* **Task prompt**
Once you reach the line that holds "Spot the asphalt" in the listing below, output it and every line after it through the line that holds "[[614, 66], [667, 43], [633, 624], [1071, 773]]", word for word.

* **Exercise materials**
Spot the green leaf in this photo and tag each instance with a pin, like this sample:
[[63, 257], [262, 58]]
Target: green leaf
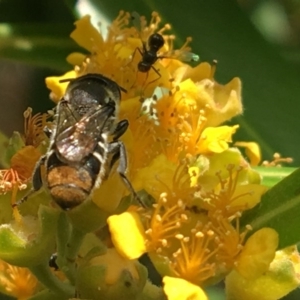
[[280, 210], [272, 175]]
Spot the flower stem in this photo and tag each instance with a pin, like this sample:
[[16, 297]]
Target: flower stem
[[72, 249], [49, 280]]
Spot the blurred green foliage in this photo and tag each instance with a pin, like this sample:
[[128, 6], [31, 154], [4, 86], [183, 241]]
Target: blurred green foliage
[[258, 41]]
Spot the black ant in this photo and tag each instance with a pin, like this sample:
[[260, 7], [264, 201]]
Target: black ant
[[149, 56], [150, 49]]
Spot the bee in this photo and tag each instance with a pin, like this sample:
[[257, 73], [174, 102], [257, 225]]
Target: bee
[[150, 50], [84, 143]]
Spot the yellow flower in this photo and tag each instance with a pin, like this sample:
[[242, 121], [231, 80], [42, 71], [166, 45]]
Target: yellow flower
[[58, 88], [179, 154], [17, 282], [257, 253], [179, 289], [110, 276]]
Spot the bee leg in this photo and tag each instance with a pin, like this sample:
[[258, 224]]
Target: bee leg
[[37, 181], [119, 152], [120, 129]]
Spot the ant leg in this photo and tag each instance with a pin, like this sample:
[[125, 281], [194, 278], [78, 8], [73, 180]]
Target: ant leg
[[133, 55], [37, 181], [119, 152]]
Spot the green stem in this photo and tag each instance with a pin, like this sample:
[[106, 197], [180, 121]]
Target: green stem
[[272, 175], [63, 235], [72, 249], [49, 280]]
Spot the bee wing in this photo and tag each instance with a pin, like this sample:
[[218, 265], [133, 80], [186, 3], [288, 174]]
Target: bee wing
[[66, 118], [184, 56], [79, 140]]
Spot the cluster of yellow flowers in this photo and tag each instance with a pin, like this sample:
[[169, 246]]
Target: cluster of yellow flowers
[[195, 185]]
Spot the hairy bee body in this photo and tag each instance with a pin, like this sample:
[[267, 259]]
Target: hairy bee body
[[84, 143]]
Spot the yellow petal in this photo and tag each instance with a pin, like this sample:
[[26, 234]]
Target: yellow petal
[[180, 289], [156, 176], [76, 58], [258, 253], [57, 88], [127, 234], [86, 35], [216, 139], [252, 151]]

--

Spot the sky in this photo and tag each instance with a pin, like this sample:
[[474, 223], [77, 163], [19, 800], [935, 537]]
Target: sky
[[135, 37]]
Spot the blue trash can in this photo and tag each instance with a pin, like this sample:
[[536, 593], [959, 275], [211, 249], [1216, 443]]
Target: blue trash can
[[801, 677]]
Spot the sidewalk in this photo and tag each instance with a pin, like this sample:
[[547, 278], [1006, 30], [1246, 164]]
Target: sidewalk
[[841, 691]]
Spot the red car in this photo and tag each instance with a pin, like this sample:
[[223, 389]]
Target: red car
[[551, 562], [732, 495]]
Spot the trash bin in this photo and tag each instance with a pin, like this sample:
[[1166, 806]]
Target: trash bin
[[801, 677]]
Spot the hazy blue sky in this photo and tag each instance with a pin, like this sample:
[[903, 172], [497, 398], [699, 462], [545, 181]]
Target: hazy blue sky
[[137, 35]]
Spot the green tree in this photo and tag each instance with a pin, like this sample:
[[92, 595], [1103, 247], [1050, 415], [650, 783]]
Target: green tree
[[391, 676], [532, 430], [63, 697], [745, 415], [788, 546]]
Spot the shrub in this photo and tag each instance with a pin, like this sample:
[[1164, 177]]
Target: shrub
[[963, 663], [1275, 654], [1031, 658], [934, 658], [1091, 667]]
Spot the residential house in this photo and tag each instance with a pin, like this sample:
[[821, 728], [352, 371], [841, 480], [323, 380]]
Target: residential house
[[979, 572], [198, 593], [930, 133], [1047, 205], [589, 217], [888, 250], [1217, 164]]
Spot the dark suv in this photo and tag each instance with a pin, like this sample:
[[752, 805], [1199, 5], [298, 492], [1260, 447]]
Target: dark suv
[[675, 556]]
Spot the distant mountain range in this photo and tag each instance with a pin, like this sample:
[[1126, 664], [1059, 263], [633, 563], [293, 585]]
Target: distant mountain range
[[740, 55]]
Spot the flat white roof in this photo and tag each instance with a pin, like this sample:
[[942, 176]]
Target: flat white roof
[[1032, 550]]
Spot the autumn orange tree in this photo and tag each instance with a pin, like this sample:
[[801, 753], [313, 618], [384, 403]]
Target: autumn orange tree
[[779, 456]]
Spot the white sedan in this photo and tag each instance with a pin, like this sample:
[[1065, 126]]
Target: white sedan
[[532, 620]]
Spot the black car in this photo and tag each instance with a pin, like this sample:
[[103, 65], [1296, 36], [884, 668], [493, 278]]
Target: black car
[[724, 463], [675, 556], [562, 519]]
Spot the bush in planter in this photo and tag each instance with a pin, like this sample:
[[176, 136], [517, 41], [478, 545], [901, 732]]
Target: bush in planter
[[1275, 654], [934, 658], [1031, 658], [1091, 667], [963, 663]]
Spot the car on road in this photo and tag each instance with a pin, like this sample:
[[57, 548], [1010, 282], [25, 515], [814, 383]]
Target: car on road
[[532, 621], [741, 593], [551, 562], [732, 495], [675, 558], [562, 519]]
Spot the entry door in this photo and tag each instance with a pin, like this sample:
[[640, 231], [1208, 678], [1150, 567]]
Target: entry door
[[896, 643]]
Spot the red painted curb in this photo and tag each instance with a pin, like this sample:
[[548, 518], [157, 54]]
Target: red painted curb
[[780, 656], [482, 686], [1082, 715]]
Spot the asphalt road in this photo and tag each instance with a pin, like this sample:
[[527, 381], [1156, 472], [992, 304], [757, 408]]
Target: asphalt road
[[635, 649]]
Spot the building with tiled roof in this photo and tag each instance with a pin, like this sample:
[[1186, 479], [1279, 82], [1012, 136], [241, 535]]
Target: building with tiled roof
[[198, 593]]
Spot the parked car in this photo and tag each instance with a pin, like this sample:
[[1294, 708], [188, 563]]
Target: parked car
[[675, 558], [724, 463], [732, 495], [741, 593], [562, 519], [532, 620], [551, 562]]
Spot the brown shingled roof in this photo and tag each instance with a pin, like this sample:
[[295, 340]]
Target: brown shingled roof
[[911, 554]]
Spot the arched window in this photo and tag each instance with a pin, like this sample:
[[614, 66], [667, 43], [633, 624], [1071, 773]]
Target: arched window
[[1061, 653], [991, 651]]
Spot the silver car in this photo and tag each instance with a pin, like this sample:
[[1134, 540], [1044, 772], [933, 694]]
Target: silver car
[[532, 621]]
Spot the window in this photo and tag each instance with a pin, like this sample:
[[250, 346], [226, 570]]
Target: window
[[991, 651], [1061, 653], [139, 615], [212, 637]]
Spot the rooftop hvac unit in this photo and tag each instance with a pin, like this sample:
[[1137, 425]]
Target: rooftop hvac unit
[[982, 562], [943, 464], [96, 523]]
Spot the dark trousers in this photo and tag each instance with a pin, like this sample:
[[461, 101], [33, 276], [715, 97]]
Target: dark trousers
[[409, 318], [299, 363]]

* **Reply to the exercise**
Spot the asphalt road in this photo and tag each instance with a pin, like this sample:
[[527, 381], [1156, 472], [992, 304], [757, 408]]
Target: asphalt road
[[635, 649]]
Spot the building with tiled roof in this photo and tag each instance with a pin, like this sample:
[[1186, 479], [1279, 82], [1012, 136], [241, 535]]
Target: building with tiled roof
[[198, 593]]
Spot the parked car in this photo and tag each instance with a pin, like this sample:
[[1294, 708], [188, 563]]
Target: parked car
[[675, 558], [724, 463], [732, 495], [741, 593], [562, 519], [532, 620], [551, 562]]
Spot the brown shingled roof in this photo and tag each instance with a pin, like this sample:
[[295, 340]]
Target: brown shingled roof
[[911, 554]]
Spot the arched window in this photo and tag each instance with a pin, like this sample:
[[614, 66], [667, 43], [633, 624], [1071, 773]]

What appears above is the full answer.